┌──

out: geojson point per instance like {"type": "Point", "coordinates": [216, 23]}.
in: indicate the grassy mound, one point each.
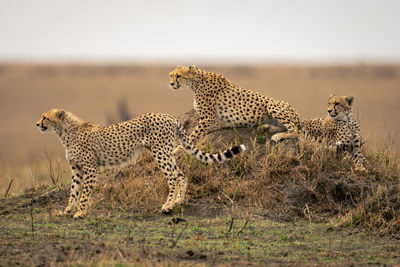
{"type": "Point", "coordinates": [285, 181]}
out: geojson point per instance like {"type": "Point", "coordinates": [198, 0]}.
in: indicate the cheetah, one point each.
{"type": "Point", "coordinates": [90, 146]}
{"type": "Point", "coordinates": [341, 129]}
{"type": "Point", "coordinates": [217, 98]}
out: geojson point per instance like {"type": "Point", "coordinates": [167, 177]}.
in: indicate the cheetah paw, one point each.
{"type": "Point", "coordinates": [166, 208]}
{"type": "Point", "coordinates": [276, 138]}
{"type": "Point", "coordinates": [80, 214]}
{"type": "Point", "coordinates": [176, 150]}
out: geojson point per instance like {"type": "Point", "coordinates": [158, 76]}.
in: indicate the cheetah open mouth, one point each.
{"type": "Point", "coordinates": [43, 129]}
{"type": "Point", "coordinates": [176, 86]}
{"type": "Point", "coordinates": [333, 115]}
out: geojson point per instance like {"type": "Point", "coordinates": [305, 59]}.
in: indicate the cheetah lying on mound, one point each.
{"type": "Point", "coordinates": [215, 97]}
{"type": "Point", "coordinates": [90, 146]}
{"type": "Point", "coordinates": [341, 129]}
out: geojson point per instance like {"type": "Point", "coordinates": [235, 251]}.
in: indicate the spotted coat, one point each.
{"type": "Point", "coordinates": [340, 129]}
{"type": "Point", "coordinates": [216, 98]}
{"type": "Point", "coordinates": [90, 146]}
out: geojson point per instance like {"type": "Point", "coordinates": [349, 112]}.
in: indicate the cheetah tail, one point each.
{"type": "Point", "coordinates": [206, 157]}
{"type": "Point", "coordinates": [218, 157]}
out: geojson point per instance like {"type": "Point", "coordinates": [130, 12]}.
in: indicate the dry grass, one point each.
{"type": "Point", "coordinates": [93, 91]}
{"type": "Point", "coordinates": [284, 182]}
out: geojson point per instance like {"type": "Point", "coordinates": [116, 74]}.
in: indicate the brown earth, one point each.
{"type": "Point", "coordinates": [106, 94]}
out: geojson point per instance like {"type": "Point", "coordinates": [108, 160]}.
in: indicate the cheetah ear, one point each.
{"type": "Point", "coordinates": [350, 100]}
{"type": "Point", "coordinates": [60, 115]}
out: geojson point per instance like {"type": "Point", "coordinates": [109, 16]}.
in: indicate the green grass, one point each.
{"type": "Point", "coordinates": [120, 239]}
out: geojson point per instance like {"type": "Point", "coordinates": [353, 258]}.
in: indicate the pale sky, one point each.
{"type": "Point", "coordinates": [242, 31]}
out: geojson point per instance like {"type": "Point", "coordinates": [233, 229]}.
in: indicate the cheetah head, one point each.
{"type": "Point", "coordinates": [50, 119]}
{"type": "Point", "coordinates": [339, 107]}
{"type": "Point", "coordinates": [180, 76]}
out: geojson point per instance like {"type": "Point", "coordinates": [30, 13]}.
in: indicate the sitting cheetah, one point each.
{"type": "Point", "coordinates": [215, 97]}
{"type": "Point", "coordinates": [341, 129]}
{"type": "Point", "coordinates": [90, 146]}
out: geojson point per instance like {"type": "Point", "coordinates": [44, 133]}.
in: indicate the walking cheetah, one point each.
{"type": "Point", "coordinates": [341, 129]}
{"type": "Point", "coordinates": [215, 97]}
{"type": "Point", "coordinates": [90, 146]}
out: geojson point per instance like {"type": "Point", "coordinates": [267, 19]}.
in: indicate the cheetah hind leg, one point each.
{"type": "Point", "coordinates": [182, 188]}
{"type": "Point", "coordinates": [272, 129]}
{"type": "Point", "coordinates": [176, 150]}
{"type": "Point", "coordinates": [290, 133]}
{"type": "Point", "coordinates": [75, 192]}
{"type": "Point", "coordinates": [167, 167]}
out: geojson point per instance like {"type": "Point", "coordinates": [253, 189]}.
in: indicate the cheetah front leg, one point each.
{"type": "Point", "coordinates": [291, 132]}
{"type": "Point", "coordinates": [201, 129]}
{"type": "Point", "coordinates": [75, 190]}
{"type": "Point", "coordinates": [89, 181]}
{"type": "Point", "coordinates": [166, 164]}
{"type": "Point", "coordinates": [182, 186]}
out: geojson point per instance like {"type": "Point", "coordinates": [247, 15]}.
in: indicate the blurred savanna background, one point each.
{"type": "Point", "coordinates": [112, 63]}
{"type": "Point", "coordinates": [292, 203]}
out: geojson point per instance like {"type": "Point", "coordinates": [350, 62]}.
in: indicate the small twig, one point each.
{"type": "Point", "coordinates": [231, 224]}
{"type": "Point", "coordinates": [8, 189]}
{"type": "Point", "coordinates": [241, 229]}
{"type": "Point", "coordinates": [179, 236]}
{"type": "Point", "coordinates": [32, 225]}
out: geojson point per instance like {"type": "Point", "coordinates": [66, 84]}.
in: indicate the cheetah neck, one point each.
{"type": "Point", "coordinates": [68, 129]}
{"type": "Point", "coordinates": [209, 81]}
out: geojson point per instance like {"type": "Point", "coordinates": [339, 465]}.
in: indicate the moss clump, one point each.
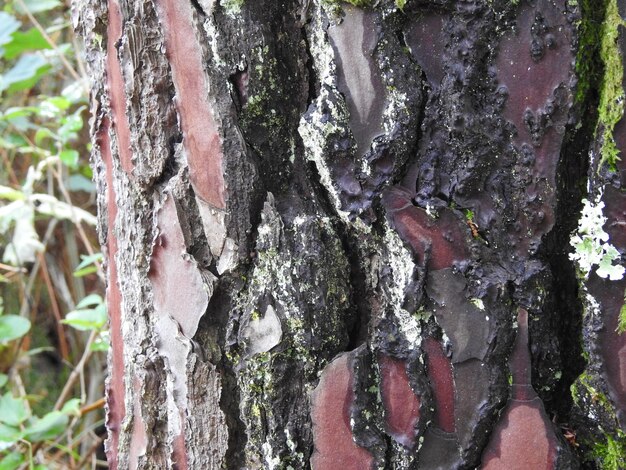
{"type": "Point", "coordinates": [621, 324]}
{"type": "Point", "coordinates": [588, 61]}
{"type": "Point", "coordinates": [611, 454]}
{"type": "Point", "coordinates": [611, 106]}
{"type": "Point", "coordinates": [232, 6]}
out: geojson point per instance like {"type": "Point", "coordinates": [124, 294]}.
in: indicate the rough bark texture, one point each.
{"type": "Point", "coordinates": [337, 236]}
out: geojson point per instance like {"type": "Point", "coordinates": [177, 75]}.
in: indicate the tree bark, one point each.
{"type": "Point", "coordinates": [339, 236]}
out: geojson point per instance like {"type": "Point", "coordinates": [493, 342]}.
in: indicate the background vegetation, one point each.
{"type": "Point", "coordinates": [52, 316]}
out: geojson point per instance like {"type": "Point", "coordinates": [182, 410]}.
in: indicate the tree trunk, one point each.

└──

Find every line in the rows above that contains the string "tree", and copy each of those lines in full. Matching is case-sensitive.

in: indicate the tree bark, one point each.
in: indicate the tree trunk, one point each.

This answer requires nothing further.